XML Sitemaps Generator

Author Topic: Do not parse URLs are also parsed  (Read 16130 times)

kodokmarton

  • Registered Customer
  • Jr. Member
  • *
  • Posts: 31
Do not parse URLs are also parsed
« on: February 13, 2011, 11:41:24 AM »
I have setup a regular expression like this in the `Do not parse` section

Code: [external links are visible to admins only]
.*\-[0-9]+\-[0-9]+\.html
This would match an url like:
Code: [external links are visible to admins only]
http://www.example.org/licitatie-publica-ro/furnizare-srot-soia--92417-2.html
The matched section would be:
Code: [external links are visible to admins only]
92417-2.html
But I've noticed from the statistics, that the number of parsed URLs is not correct.

For example I have this:
Code: [external links are visible to admins only]
Links depth: 6
Current page: licitatie-publica-ue/bg-plovdiv:-servicii-de-asistenţă-informatică-277076-34.html
Pages added to sitemap: 269177
Pages scanned: 269180 (409,694.0 KB)

#### [Recorded data]
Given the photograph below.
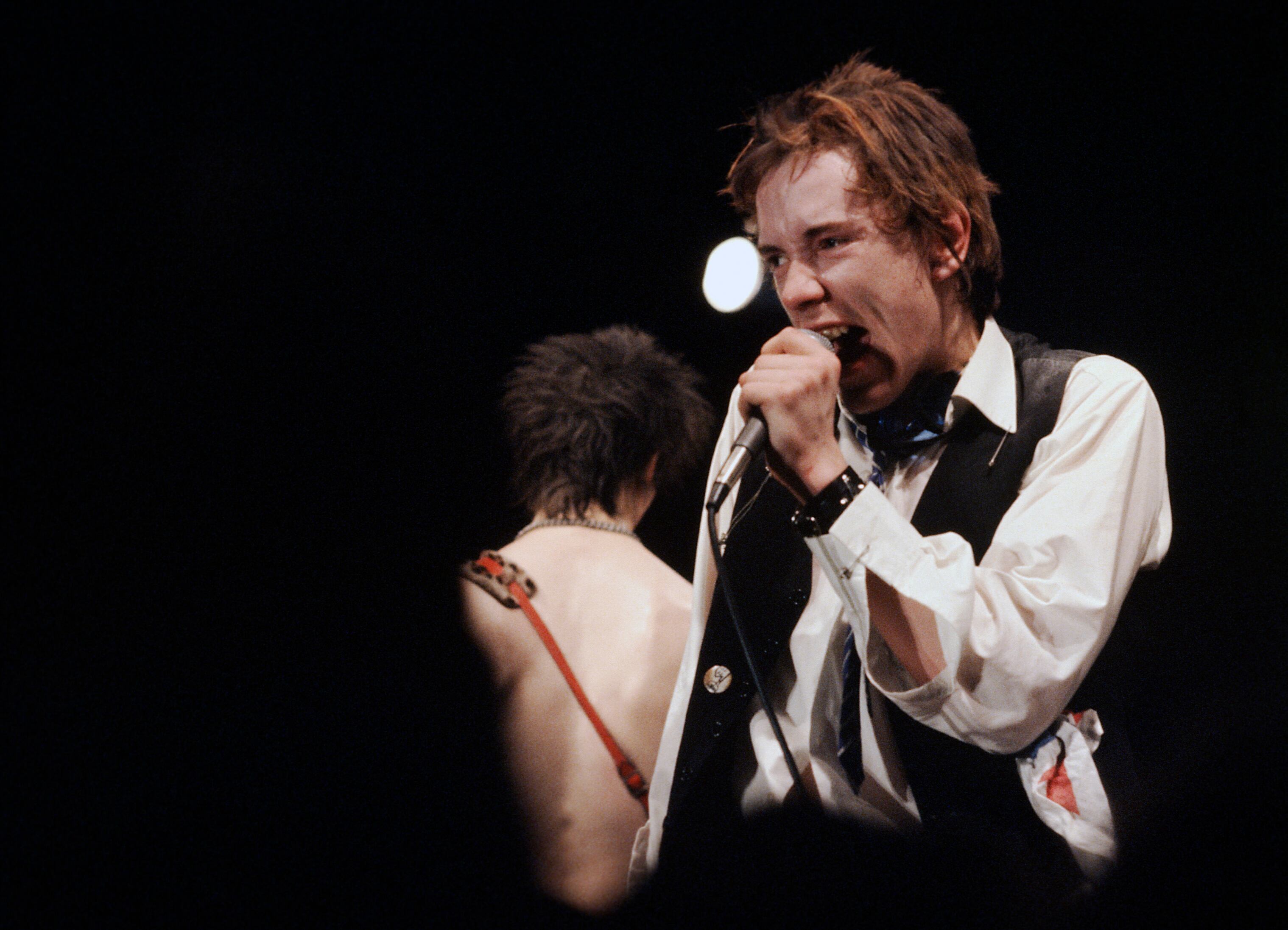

#### [Stated problem A]
In the forum post, why does the poster believe URLs set under "Do not parse" are still being parsed? Answer in one to three sentences.
#### [Stated problem B]
Reproduce everything in the forum post from "I have setup" down to "is not correct.", with no changes.
Work only from the forum post.

#### [Full solution A]
The poster noticed from the statistics that the number of parsed URLs is not correct. As an example, the statistics show a current page ending in "-277076-34.html", the kind of URL the "Do not parse" expression was set up to match.

#### [Full solution B]
I have setup a regular expression like this in the `Do not parse` section

Code: [external links are visible to admins only]
.*\-[0-9]+\-[0-9]+\.html
This would match an url like:
Code: [external links are visible to admins only]
http://www.example.org/licitatie-publica-ro/furnizare-srot-soia--92417-2.html
The matched section would be:
Code: [external links are visible to admins only]
92417-2.html
But I've noticed from the statistics, that the number of parsed URLs is not correct.